Exercise details: Extract every line of the listing below that contains the word "point".

Records for this task:

— START —

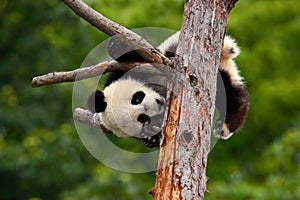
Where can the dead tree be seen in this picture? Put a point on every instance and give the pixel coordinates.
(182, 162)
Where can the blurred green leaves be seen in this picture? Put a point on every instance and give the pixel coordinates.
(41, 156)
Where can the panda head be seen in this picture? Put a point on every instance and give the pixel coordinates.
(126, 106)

— END —
— START —

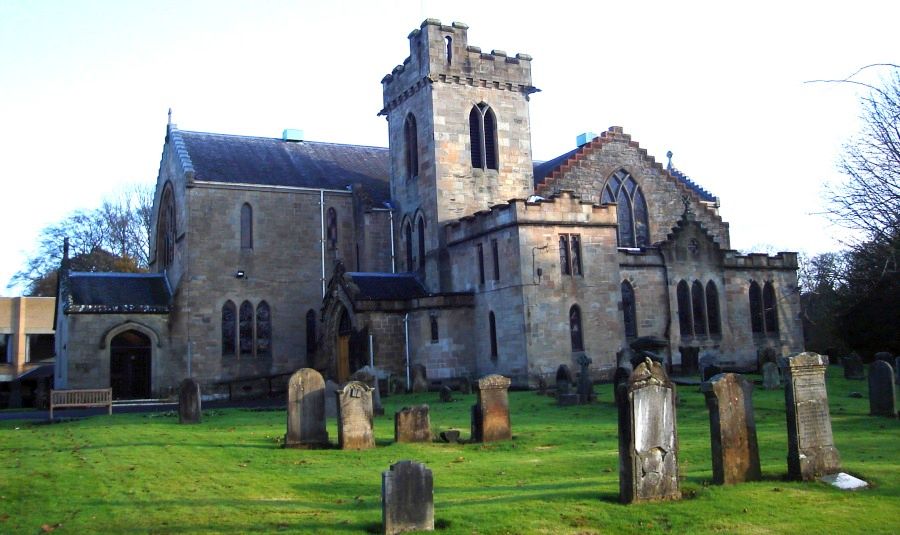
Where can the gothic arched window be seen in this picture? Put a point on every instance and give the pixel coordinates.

— END —

Response:
Where can the dead tree be seen in this picture? Put a point on every instance and give the pixel coordinates.
Where can the blurred green leaves be seen in this picture? Put a point on every instance and give the pixel coordinates.
Where can the panda head be seen in this picture? Put a point on every instance and give the pixel coordinates.
Where can the gothic arched window be seen in this picture? Put a point on every instance and give the pixel coordinates.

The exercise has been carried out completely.